**CONSEGNA A**. Stabilisci se le affermazioni seguenti concordano con l'intervista su Ksenia, rispondendo sì o no a ciascuna e citando alla lettera le parole decisive: (i) la sede di Ksenia si trova a Ripatransone, in provincia di Ascoli Piceno; (ii) Ksenia è stata fondata da due ingegneri; (iii) Ksenia vende i suoi sistemi direttamente agli installatori.
**CONSEGNA B**. Trascrivi senza modifiche le righe fornite: parti dall'inizio delle righe e fermati dopo la riga che contiene "7 63 L 21 55", includendola. Lascia fuori le immagini.

**FONTE**.
-----

Interviste


Redazione V+ Redazione V+

Dal volume N° 73

#impresedivalore Ksenia Security: il futuro è Made in Marche

 

LA SICUREZZA COME SISTEMA BELLO E SOSTENIBILE
V+ INTERVISTA RAFFAELE DI CROSTA, CEO E CO-FONDATORE DI KSENIA

La quarta edizione del Best Value Award, il premio alle PMI che creano più valore secondo la ricerca di Imprenditore Smart, ha visto una menzione speciale per il “Valore Sostenibile” a Ksenia, un’azienda delle Marche che, al valore generato, unisce un inedito valore etico e quasi sentimentale dato al territorio.

Una cosa che ci ha colpito, infatti, è stata ad esempio la loro sede, un bellissimo esempio di sostenibilità, molto all’avanguardia, rigorosamente immersa nel territorio del borgo di Ripatransone, provincia di Ascoli Piceno.
Poi abbiamo scoperto che l’azienda, che dopo poco più di dieci anni arriva in 70 Paesi del mondo, è nata da tre “genitori” particolari: tre fondatori arrivati da esperienze diverse – un commerciale e due ingegneri con una bella storia manageriale alle spalle.
Gli elementi per una storia ancora da raccontare ci è sembrato ci fossero tutti. E anche tanti spunti su cui riflettere utili a chi ha sogni d’impresa.



Chi è Ksenia? Come avete iniziato?
Sviluppiamo e vendiamo sistemi di sicurezza e domotica ai distributori che poi rivendono agli installatori, quindi un modello B2B.

-----

**RIGHE FORNITE**.
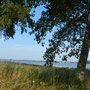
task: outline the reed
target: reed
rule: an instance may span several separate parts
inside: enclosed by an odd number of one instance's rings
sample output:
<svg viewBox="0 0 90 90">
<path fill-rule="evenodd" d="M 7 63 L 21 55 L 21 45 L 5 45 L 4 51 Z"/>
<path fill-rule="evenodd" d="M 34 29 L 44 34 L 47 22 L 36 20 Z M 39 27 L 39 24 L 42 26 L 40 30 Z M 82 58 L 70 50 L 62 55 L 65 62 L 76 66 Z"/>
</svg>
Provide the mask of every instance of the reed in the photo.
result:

-----

**RISULTATO ATTESO A**.
(i) Sì: "rigorosamente immersa nel territorio del borgo di Ripatransone, provincia di Ascoli Piceno".
(ii) No: "tre fondatori arrivati da esperienze diverse – un commerciale e due ingegneri".
(iii) No: "Sviluppiamo e vendiamo sistemi di sicurezza e domotica ai distributori che poi rivendono agli installatori".

**RISULTATO ATTESO B**.
task: outline the reed
target: reed
rule: an instance may span several separate parts
inside: enclosed by an odd number of one instance's rings
sample output:
<svg viewBox="0 0 90 90">
<path fill-rule="evenodd" d="M 7 63 L 21 55 L 21 45 L 5 45 L 4 51 Z"/>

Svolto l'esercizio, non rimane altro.